◆ YOUR ASSIGNMENT: Return the listing in full. Keep every word as it stands.

※

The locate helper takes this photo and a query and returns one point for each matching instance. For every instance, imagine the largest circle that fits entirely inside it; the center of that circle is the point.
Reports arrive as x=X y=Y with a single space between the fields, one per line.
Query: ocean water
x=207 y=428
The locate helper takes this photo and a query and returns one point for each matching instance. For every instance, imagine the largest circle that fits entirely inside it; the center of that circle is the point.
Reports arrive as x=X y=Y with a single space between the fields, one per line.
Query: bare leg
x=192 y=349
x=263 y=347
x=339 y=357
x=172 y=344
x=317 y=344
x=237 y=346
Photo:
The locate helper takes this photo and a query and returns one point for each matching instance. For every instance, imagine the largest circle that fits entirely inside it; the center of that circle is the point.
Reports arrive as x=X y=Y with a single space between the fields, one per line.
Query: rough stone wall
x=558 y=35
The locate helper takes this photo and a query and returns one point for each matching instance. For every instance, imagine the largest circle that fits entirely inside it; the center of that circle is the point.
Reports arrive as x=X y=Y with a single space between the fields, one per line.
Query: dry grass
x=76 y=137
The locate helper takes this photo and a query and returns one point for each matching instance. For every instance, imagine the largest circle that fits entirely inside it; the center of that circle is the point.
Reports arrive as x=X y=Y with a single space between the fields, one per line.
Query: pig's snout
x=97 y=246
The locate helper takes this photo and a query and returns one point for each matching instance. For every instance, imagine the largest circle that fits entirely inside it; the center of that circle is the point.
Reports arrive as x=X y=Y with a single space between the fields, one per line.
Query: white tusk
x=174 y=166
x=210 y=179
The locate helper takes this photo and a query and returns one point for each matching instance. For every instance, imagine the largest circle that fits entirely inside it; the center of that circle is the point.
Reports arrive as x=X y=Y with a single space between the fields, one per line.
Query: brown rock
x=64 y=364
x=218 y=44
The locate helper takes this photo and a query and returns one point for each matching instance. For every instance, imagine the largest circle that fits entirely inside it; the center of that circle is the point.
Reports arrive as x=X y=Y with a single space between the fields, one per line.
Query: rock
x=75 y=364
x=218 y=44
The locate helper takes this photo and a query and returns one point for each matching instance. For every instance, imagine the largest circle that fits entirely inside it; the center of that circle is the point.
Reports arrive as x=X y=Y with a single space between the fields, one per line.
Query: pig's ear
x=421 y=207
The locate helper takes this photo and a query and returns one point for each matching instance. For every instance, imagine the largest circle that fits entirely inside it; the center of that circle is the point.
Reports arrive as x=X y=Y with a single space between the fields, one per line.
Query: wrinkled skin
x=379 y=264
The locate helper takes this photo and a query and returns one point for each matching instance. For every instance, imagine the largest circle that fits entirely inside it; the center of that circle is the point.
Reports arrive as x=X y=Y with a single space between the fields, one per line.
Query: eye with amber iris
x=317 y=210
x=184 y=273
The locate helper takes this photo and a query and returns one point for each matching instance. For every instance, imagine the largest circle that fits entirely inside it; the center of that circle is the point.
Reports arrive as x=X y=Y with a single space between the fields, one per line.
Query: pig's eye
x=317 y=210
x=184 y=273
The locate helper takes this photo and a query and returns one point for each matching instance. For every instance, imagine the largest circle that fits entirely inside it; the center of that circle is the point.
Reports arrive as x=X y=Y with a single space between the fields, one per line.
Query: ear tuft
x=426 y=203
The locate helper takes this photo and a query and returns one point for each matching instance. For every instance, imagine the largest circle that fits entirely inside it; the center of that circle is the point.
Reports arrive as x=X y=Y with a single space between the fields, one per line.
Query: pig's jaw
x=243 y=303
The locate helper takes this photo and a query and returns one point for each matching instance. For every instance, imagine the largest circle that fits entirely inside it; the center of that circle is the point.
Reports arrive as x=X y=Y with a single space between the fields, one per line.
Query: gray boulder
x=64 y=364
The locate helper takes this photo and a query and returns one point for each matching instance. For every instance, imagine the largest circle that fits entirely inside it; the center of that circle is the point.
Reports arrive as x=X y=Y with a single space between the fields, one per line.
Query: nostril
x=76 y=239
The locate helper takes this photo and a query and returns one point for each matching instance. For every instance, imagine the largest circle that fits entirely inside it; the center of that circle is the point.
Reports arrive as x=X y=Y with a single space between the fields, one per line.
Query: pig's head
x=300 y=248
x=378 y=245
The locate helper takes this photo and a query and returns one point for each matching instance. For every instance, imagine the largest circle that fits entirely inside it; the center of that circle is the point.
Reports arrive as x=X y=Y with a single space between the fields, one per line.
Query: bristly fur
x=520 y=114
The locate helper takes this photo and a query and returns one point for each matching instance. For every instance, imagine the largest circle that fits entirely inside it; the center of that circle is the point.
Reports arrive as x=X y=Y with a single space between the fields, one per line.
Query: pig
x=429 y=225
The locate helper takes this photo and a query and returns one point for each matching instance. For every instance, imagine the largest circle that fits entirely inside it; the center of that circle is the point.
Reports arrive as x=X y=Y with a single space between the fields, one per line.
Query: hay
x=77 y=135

※

◆ ANSWER TO THIS PROBLEM:
The locate helper takes this photo and a query and returns one point for each matching instance. For every instance, imagine the largest circle that fits entirely inside it; the center of that circle is the point.
Reports arrive as x=X y=Y with a single space between the fields, one per line.
Query: ocean water
x=207 y=428
The locate helper takes this photo and a query and returns one point for each matching instance. For every instance, imagine the largest circle that fits entirely inside it; the center of that circle is the point.
Reports arrive as x=X y=Y with a single space between the fields, one per line.
Query: bare leg
x=192 y=349
x=263 y=347
x=339 y=357
x=172 y=344
x=317 y=344
x=237 y=346
Photo:
The locate helper takes this photo and a query and returns one point for each matching instance. For every instance, imagine the largest circle that fits entirely inside it; the center of that circle is the point.
Reports arrive as x=X y=Y with a single space between the fields, one per line.
Query: rough stone wall
x=558 y=35
The locate helper takes this photo and a query and returns one point for each matching instance. For every instance, imagine the largest circle that fits entirely inside it; the center of that circle is the point.
Reports arrive as x=X y=Y with a single space between the fields, one per line.
Query: dry grass
x=76 y=137
The locate helper takes this photo and a query and returns one point for each matching instance. For every instance, imagine the largest circle that fits entirely inside it; the center of that circle is the point.
Reports arrive as x=X y=Y with a single space between the fields, one per line.
Query: pig's snout
x=97 y=246
The locate helper takes this photo and a query and returns one point for each matching instance. For every instance, imagine the largest circle that fits entirely inside it; the center of that circle is the point.
Reports arrive as x=X y=Y with a single space between the fields, one per line.
Query: white tusk
x=174 y=166
x=210 y=179
The locate helper takes this photo and a query and returns one point for each matching instance. For every instance, imagine the largest circle that fits entirely inside it; the center of that circle is the point.
Reports arrive as x=X y=Y with a single space between the fields, one per line.
Query: brown rock
x=64 y=364
x=218 y=44
The locate helper takes this photo and a query and returns one point for each matching instance. For every instance, imagine the largest circle that fits entirely inside it; the center of that circle is the point.
Reports arrive as x=X y=Y with a single space between the fields, one per line.
Query: rock
x=75 y=364
x=218 y=44
The locate helper takes this photo and a query and returns one point for each matching instance. For every instance, imagine the largest circle that fits entirely inside it; the center of that circle is the point.
Reports arrive as x=X y=Y with a single space between the fields, one per line.
Query: pig's ear
x=421 y=207
The locate helper takes this photo and a query and returns one point for each matching instance. For every instance, imagine the largest circle that fits entirely inside it; the center of that circle is the point.
Reports arrive as x=X y=Y with a single space between the fields, one per line.
Query: wrinkled skin
x=379 y=264
The locate helper takes this photo and a query and returns one point for each matching instance. For every instance, imagine the largest circle that fits entirely inside it; the center of that circle is the point.
Reports arrive as x=X y=Y with a single space between the fields, one per line.
Query: eye with amber iris
x=317 y=210
x=184 y=273
The locate helper takes this photo and a query and returns one point for each matching instance. For every instance, imagine the largest circle that fits entirely inside it; the center of that circle is the point.
Reports arrive as x=X y=Y with a single space between the fields, one per line.
Query: pig's eye
x=317 y=210
x=184 y=273
The locate helper takes this photo and a query and returns one point for each matching instance. For every instance, imagine the largest circle that fits entirely inside it; the center of that circle is the point.
Reports arrive as x=X y=Y with a single space between the fields, one per line.
Query: ear tuft
x=426 y=203
The locate helper takes this photo and a query and returns one point for each matching instance. For every instance, imagine the largest circle that fits entirely inside it; the center of that circle is the point.
Reports arrive as x=X y=Y with a single space between the fields, one per line.
Query: pig's jaw
x=243 y=303
The locate helper takes this photo and a query and returns one point for each matching instance. For every instance, imagine the largest circle that fits entirely inside it; the center of that circle is the point.
Reports arrive as x=X y=Y with a single space between the fields, one per line.
Query: gray boulder
x=64 y=364
The locate helper takes this photo and a query and returns one point for each matching instance. For every instance, imagine the largest circle that fits entirely inside it; the center of that circle is the point.
Reports arrive as x=X y=Y with a single space between the fields, one per line.
Query: nostril
x=76 y=239
The locate helper takes this photo and a query and returns one point for each matching instance. For every instance, imagine the largest circle that fits entirely inside it; the center of that circle is the point.
Reports arrive as x=X y=Y with a single space between the fields, one per line.
Query: pig's head
x=300 y=248
x=378 y=245
The locate helper takes this photo and a query and returns one point for each matching instance. For every instance, imagine the largest circle that fits entirely inside it; the center of that circle is the point.
Reports arrive as x=X y=Y with a single space between the fields, one per line.
Query: bristly fur
x=520 y=114
The locate helper takes this photo and a query and returns one point for each matching instance. For every instance, imagine the largest circle that fits entirely inside it; the center of that circle is the point.
Reports arrive as x=X y=Y with a single space between the fields, one per line.
Query: pig
x=429 y=225
The locate helper takes this photo and a query and returns one point for each matching instance. For every instance, imagine the largest circle that fits entirely inside it; the center of that circle is the point.
Reports arrive as x=X y=Y with a single space between the fields, one per line.
Query: hay
x=77 y=135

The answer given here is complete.